*Task to carry out*:
Go through the listing and write out all of it exactly.

*Task material*:

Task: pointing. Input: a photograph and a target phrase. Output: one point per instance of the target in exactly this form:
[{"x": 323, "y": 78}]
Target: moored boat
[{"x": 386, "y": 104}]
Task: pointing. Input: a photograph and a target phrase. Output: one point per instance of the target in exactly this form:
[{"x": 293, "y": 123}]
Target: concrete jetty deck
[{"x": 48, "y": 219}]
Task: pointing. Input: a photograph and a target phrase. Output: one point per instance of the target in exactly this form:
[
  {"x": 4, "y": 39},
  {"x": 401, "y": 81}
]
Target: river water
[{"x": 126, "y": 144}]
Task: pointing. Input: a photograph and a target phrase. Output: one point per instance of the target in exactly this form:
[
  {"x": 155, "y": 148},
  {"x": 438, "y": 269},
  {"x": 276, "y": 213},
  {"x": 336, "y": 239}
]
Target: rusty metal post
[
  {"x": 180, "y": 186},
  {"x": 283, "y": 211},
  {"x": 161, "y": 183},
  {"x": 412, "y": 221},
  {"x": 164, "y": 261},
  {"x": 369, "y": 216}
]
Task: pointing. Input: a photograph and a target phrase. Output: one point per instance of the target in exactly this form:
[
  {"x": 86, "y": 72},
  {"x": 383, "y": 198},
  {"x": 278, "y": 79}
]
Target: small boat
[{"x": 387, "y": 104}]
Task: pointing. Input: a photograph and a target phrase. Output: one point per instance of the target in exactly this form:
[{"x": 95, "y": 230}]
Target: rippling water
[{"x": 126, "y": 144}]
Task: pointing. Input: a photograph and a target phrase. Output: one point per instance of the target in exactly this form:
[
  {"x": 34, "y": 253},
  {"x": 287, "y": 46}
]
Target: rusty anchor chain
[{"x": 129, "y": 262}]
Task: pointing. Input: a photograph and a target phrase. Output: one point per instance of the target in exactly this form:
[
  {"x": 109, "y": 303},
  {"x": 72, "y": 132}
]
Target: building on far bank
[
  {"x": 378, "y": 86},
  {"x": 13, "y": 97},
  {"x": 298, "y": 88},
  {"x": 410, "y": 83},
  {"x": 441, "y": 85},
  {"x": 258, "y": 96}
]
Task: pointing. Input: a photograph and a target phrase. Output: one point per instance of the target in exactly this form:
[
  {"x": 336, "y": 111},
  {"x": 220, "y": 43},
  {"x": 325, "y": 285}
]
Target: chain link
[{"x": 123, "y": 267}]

*Written response*:
Task: pointing. Input: a photograph and a target phrase. Output: one point per instance of the target in exactly this form:
[{"x": 323, "y": 78}]
Target: moored boat
[{"x": 386, "y": 104}]
Task: pointing. Input: a photograph and a target phrase. Output: one point per instance of the target in exactly this form:
[{"x": 293, "y": 123}]
Target: concrete jetty deck
[{"x": 48, "y": 219}]
Task: pointing. Input: a photograph and a target phrase. Output: one point per instance of the target in exactly this form:
[
  {"x": 4, "y": 39},
  {"x": 401, "y": 81}
]
Target: river water
[{"x": 126, "y": 144}]
Task: pointing. Input: a photograph and a target phrase. Output: one point per instance of the target in exactly this form:
[
  {"x": 155, "y": 148},
  {"x": 438, "y": 269},
  {"x": 276, "y": 213},
  {"x": 336, "y": 239}
]
Target: rusty metal post
[
  {"x": 180, "y": 186},
  {"x": 283, "y": 211},
  {"x": 161, "y": 183},
  {"x": 412, "y": 221},
  {"x": 164, "y": 261},
  {"x": 369, "y": 216}
]
Task: pointing. Input: a photograph and a target phrase. Output: one point per instance of the target in exactly this form:
[
  {"x": 86, "y": 72},
  {"x": 383, "y": 198},
  {"x": 278, "y": 79}
]
Target: small boat
[{"x": 387, "y": 104}]
Task: pointing. Input: a photograph and a target phrase. Output: one point per instance of the target in exactly this form:
[{"x": 95, "y": 230}]
Target: rippling water
[{"x": 126, "y": 144}]
Task: pointing. Input: a photograph and a target phrase. Output: one point per instance of the target in exactly this form:
[
  {"x": 34, "y": 253},
  {"x": 287, "y": 46}
]
Target: rusty anchor chain
[{"x": 129, "y": 262}]
Task: pointing. Input: a photograph and a target phrase. Output: one point per instance of the target in exactly this form:
[
  {"x": 109, "y": 303},
  {"x": 72, "y": 132}
]
Target: building on far bank
[
  {"x": 378, "y": 86},
  {"x": 13, "y": 97},
  {"x": 298, "y": 88},
  {"x": 410, "y": 83},
  {"x": 441, "y": 85},
  {"x": 258, "y": 96}
]
Task: pointing. Input: a photograph and a target phrase. Output: one point per instance of the target in exactly this form:
[
  {"x": 336, "y": 111},
  {"x": 220, "y": 43},
  {"x": 325, "y": 285}
]
Target: chain link
[{"x": 123, "y": 267}]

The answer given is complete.